_练习数据:_
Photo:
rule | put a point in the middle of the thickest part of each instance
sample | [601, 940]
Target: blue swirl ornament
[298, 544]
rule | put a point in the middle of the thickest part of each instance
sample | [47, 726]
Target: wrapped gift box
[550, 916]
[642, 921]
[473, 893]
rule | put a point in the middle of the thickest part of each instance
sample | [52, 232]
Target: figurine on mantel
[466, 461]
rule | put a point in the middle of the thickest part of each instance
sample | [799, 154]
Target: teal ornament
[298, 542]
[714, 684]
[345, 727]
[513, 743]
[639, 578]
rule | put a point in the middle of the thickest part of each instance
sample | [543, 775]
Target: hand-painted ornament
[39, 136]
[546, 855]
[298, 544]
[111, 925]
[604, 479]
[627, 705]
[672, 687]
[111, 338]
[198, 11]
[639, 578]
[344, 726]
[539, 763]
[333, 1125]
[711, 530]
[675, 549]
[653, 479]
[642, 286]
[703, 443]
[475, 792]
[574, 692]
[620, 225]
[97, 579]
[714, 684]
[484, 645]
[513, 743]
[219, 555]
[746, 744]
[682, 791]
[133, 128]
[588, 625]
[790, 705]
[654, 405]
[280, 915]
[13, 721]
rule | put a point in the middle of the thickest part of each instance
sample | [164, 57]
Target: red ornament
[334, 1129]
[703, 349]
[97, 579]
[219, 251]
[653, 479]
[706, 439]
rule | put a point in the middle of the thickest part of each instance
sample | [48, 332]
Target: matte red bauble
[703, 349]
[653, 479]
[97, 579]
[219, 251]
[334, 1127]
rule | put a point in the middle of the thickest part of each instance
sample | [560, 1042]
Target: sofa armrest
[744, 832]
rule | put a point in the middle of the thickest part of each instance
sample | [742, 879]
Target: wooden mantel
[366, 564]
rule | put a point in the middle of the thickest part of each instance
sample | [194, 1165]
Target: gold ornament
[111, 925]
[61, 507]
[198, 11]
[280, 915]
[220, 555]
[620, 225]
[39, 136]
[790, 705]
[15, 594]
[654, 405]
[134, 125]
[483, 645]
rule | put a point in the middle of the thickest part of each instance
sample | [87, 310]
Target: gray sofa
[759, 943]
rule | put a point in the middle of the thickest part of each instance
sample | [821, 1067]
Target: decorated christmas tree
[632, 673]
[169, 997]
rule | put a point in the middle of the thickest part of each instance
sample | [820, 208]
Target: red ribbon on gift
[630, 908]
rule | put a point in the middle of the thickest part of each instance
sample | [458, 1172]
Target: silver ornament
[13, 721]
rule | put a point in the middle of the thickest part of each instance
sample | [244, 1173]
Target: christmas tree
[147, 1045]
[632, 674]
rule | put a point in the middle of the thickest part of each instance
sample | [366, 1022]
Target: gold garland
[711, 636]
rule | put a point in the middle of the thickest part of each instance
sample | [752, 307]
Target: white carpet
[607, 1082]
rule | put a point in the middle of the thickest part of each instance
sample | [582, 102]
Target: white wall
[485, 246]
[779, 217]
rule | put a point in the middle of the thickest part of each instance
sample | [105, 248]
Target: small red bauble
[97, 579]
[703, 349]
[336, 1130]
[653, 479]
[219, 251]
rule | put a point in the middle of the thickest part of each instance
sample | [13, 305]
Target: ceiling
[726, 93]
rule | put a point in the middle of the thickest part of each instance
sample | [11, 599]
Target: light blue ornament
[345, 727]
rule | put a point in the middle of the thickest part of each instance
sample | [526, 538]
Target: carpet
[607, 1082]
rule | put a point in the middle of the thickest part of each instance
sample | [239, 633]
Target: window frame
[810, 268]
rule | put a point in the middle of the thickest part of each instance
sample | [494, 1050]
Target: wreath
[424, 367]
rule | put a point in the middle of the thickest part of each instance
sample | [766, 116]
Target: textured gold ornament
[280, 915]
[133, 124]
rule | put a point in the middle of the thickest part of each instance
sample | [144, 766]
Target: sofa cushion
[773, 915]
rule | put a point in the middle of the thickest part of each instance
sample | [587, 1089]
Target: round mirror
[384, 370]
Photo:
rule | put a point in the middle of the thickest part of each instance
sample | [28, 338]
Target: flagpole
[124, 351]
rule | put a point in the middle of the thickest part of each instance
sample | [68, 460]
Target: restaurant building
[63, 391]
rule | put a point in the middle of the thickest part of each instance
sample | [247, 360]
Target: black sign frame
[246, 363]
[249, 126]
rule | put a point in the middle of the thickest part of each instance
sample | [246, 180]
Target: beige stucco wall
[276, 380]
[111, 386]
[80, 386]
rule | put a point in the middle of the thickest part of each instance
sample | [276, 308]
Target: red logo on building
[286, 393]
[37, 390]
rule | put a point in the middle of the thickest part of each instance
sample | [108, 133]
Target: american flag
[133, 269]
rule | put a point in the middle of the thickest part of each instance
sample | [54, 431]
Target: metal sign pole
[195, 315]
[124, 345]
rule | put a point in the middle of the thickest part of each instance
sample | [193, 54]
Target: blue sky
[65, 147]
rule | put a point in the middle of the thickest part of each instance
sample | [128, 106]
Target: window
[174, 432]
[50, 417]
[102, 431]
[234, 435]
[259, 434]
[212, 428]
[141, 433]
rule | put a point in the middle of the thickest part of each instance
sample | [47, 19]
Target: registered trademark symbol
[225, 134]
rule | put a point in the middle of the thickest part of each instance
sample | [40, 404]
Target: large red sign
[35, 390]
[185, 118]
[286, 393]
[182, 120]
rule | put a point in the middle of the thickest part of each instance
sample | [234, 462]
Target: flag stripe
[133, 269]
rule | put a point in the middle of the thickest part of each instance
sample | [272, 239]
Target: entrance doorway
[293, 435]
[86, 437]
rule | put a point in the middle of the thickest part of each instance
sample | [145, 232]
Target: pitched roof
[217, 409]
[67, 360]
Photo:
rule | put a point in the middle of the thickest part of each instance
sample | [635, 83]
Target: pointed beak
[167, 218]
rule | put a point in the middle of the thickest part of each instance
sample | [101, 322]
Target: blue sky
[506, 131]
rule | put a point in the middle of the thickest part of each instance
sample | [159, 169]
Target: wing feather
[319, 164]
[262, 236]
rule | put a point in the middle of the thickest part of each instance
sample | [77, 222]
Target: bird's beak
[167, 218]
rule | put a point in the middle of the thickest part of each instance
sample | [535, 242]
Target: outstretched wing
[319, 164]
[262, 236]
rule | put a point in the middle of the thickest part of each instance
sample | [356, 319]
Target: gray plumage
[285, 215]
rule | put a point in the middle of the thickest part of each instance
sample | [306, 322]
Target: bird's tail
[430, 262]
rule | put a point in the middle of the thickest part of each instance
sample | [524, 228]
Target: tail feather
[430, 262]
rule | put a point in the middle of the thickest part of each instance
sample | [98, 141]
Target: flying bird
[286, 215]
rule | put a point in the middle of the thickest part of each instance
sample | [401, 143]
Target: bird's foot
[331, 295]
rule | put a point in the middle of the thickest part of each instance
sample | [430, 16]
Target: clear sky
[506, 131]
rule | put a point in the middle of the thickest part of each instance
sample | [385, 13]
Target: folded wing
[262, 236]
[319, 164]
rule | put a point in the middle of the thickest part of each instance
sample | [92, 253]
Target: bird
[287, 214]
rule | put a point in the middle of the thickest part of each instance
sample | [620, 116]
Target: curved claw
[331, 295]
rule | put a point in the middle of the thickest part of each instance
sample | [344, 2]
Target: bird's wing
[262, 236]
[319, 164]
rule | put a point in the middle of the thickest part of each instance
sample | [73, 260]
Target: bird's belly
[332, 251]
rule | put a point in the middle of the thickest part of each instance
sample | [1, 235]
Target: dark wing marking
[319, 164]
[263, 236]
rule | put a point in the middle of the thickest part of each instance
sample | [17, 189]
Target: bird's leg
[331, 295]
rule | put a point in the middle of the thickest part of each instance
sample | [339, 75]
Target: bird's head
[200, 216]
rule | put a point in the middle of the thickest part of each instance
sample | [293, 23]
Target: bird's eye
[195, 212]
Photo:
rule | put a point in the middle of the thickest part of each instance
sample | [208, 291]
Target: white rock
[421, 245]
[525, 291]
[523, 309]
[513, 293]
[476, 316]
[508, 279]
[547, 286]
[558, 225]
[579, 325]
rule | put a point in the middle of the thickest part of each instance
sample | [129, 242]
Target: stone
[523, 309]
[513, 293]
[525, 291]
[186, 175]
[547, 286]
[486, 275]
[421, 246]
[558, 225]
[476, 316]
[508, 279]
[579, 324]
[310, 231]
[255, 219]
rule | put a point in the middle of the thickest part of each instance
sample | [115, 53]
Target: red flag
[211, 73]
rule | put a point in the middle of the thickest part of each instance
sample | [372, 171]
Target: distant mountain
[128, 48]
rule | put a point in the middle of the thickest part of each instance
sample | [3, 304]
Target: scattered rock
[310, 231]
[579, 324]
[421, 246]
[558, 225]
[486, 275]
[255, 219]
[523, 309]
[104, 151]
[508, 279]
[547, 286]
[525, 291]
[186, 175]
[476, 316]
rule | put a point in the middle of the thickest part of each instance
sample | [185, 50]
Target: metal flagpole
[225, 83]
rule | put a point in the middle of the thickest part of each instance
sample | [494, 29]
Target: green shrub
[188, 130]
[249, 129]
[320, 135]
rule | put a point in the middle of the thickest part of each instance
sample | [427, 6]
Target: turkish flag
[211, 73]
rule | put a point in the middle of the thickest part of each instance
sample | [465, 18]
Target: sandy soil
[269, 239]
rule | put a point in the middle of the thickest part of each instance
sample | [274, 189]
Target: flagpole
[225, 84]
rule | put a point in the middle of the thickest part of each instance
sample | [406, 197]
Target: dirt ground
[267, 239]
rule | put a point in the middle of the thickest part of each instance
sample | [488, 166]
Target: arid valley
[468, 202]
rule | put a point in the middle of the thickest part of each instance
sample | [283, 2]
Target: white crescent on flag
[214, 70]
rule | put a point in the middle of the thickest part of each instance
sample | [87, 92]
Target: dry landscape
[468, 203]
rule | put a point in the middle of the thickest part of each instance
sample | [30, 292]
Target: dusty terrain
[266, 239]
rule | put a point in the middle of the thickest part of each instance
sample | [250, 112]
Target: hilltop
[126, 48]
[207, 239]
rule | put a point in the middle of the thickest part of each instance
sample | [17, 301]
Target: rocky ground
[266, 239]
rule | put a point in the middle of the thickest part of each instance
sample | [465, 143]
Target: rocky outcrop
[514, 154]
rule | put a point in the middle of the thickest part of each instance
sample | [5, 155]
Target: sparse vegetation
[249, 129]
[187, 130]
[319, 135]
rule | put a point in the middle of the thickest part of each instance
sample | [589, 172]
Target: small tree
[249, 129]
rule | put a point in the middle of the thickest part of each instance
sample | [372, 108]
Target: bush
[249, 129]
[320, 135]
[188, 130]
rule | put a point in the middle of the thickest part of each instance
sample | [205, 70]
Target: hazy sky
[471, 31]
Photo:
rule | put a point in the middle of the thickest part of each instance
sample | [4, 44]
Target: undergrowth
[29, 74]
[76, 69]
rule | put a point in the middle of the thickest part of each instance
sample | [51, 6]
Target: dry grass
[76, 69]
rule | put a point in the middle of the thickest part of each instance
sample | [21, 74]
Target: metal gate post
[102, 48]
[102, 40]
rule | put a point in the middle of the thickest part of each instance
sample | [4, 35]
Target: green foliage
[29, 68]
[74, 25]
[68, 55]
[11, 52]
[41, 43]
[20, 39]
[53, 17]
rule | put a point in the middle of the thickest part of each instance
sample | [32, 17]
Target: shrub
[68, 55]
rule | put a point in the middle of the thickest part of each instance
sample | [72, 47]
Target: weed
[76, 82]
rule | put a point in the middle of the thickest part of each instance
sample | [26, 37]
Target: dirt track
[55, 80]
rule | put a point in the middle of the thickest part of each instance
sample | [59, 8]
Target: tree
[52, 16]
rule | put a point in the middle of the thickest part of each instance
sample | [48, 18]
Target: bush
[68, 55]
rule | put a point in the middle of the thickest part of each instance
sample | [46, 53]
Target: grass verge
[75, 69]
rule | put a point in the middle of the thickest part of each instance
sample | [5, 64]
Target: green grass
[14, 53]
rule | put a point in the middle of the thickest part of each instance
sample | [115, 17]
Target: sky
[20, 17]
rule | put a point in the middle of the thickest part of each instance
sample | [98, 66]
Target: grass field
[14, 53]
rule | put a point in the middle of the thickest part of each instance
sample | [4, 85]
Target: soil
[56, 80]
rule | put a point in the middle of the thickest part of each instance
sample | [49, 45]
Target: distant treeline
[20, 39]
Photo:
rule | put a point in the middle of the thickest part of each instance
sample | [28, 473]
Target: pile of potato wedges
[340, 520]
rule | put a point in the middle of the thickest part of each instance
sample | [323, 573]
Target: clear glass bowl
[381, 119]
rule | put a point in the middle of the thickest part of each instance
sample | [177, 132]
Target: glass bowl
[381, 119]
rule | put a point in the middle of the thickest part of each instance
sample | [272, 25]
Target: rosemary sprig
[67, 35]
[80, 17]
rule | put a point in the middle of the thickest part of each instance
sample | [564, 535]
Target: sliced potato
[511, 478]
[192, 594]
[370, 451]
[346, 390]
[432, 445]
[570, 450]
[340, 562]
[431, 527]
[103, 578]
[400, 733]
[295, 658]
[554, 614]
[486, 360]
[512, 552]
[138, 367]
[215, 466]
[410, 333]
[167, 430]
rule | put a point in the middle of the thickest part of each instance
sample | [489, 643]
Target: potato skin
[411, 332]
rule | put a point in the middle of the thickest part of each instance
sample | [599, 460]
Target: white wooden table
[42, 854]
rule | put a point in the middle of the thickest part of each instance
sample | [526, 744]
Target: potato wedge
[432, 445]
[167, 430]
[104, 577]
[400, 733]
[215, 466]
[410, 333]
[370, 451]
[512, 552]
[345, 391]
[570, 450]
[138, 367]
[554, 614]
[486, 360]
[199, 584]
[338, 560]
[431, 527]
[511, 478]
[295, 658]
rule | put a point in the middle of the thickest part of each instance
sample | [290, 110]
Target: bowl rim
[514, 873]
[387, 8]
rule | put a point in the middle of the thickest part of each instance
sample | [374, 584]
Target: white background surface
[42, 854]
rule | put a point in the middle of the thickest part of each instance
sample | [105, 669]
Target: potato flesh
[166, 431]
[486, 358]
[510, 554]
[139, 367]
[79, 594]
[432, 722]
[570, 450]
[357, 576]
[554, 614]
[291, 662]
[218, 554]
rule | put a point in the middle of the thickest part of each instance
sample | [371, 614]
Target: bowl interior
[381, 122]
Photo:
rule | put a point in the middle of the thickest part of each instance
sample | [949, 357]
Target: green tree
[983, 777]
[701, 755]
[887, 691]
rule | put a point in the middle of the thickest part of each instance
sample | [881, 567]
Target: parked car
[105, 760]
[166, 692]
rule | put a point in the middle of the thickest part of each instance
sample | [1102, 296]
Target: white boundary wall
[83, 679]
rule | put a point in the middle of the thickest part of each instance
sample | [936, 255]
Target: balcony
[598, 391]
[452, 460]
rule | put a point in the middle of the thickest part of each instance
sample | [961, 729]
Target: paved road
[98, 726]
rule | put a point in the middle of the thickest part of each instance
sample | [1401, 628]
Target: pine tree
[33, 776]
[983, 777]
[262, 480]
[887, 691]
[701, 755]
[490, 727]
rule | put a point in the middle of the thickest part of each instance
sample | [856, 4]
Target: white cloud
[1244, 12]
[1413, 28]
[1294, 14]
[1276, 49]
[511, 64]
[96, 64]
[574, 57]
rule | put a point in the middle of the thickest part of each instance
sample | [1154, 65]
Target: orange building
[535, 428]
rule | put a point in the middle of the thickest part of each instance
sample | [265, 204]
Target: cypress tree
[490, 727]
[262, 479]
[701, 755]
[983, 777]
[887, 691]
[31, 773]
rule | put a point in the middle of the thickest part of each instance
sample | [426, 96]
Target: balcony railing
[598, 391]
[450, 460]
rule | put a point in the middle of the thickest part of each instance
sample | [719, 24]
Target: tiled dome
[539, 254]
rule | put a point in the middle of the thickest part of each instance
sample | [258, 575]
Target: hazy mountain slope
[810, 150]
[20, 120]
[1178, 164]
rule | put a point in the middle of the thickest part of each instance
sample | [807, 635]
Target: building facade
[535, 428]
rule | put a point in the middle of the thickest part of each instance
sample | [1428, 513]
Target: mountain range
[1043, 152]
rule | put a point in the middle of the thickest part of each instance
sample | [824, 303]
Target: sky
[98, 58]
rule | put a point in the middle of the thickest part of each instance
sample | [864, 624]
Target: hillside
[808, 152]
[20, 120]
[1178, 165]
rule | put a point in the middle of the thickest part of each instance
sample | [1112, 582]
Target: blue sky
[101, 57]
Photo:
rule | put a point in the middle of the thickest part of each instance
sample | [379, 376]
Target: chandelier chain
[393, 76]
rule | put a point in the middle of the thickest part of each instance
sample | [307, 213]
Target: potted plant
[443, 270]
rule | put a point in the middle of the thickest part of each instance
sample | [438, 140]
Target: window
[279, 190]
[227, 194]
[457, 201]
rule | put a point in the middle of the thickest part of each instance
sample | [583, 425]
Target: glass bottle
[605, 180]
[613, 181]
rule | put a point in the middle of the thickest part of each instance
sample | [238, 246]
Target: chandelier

_题目:_ 请列出上面数据中所有含有“mountain”一词的行，区分大小写。

_解答:_
Target: distant mountain
Target: hazy mountain slope
Target: mountain range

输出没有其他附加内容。